» **EXERCISE**
Find the line containing "Place one keypoint on each instance of the moth, using" in the material below; copy that line and all following lines exactly.

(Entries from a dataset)
:::::

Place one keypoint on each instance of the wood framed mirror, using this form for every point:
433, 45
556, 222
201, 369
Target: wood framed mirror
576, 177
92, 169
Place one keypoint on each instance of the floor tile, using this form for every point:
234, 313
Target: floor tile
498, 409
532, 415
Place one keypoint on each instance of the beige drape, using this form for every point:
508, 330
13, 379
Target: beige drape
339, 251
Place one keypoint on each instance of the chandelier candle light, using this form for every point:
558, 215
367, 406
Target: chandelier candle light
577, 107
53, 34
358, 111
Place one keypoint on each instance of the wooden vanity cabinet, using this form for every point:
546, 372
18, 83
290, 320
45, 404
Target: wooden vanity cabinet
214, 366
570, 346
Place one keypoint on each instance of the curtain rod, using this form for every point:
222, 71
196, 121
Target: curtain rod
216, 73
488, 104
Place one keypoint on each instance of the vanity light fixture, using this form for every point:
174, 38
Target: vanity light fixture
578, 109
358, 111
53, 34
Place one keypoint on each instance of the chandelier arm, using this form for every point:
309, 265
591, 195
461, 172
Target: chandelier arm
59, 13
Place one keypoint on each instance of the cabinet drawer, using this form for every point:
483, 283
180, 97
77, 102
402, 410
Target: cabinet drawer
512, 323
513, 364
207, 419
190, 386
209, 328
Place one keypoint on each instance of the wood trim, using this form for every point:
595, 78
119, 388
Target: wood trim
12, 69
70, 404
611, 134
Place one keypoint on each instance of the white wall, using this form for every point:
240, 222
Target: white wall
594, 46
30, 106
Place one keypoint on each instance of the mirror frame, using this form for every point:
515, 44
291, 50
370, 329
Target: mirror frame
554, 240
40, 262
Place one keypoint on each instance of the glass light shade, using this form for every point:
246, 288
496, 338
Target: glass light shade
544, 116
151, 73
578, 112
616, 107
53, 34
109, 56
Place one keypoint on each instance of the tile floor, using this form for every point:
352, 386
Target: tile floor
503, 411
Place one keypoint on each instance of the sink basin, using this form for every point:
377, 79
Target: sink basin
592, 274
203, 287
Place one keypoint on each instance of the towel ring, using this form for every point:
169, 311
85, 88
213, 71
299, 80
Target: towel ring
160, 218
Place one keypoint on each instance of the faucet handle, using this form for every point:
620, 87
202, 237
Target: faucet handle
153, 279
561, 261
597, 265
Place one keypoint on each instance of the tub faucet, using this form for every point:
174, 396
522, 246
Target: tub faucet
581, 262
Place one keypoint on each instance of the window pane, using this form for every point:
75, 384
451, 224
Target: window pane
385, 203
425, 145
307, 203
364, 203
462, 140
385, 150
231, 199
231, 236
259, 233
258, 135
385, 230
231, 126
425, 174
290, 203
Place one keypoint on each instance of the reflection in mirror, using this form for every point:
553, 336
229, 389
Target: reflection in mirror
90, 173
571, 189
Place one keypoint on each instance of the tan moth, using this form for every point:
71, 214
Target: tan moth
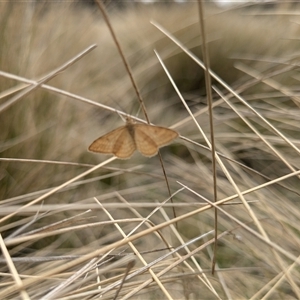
123, 141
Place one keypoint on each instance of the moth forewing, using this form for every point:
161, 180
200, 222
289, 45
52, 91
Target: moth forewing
123, 141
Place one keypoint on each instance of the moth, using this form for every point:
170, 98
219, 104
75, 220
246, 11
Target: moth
123, 141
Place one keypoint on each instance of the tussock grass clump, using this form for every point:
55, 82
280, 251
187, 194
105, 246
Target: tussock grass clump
77, 225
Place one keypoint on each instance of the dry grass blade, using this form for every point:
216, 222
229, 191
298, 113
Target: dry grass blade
72, 223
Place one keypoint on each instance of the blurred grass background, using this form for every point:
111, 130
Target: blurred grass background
37, 38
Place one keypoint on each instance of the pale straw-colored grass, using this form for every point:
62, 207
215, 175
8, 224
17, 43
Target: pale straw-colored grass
77, 225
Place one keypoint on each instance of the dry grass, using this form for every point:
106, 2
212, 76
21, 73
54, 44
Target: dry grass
74, 223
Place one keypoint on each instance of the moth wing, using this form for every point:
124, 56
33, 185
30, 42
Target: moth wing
150, 138
118, 142
125, 145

:::::

» **CORRECT RESPONSE**
Place one keypoint on each instance of the moth, using this form for every point:
170, 98
219, 104
75, 220
246, 11
Target: moth
123, 141
Place one keypoint on each instance of the tussock grass clump, using this form for every point:
55, 82
280, 251
187, 194
105, 246
Target: tussock grass clump
77, 225
Place one keypoint on each instance of the dry grass blade, using this form for every point:
216, 222
229, 191
298, 113
Target: dry grass blade
72, 223
Place one keypoint on each instance of the blurred grass background, using this form for every point:
111, 130
Target: blurred grass background
37, 38
Place one keypoint on each instance of the pale straw-colored grass, using this form for every point:
62, 207
215, 175
8, 224
17, 43
Target: pale straw-colored grass
77, 225
Place one keypoint on each instance of the dry grass, using this form for every point:
106, 2
212, 76
21, 73
54, 44
Target: dry grass
74, 223
Place one keypoint on each instance of the moth wing, using this form for every point:
124, 56
33, 185
30, 42
Target: moth wing
150, 138
118, 142
125, 145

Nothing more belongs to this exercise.